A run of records

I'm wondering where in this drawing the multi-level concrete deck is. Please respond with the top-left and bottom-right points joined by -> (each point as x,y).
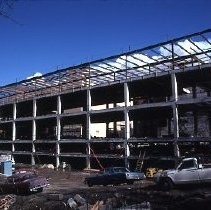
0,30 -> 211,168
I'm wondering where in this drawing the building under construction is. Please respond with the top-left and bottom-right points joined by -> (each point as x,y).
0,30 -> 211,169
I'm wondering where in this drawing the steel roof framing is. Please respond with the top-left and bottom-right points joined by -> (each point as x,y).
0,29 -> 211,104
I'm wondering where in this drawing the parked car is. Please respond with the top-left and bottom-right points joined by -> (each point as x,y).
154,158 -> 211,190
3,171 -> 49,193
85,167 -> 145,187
==
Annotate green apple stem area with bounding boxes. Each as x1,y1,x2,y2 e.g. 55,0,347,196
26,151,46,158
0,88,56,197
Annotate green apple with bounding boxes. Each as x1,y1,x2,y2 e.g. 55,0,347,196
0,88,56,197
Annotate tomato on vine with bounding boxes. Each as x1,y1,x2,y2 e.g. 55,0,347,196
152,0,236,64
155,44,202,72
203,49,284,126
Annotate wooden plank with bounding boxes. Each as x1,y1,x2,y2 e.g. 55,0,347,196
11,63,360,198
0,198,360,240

» WHAT YOU WILL DO
Output the items above unchanged, starting at the line that contains "I'm wondering where in this drawing the multi-level" and ending after the line that contains "0,30 -> 211,168". Leave the pictures out.

» RESULT OF THE TASK
I'm wondering where in this drawing the multi-level concrete deck is. Please respond with the top-left and bottom-right points joined by -> (each point as x,y).
0,30 -> 211,168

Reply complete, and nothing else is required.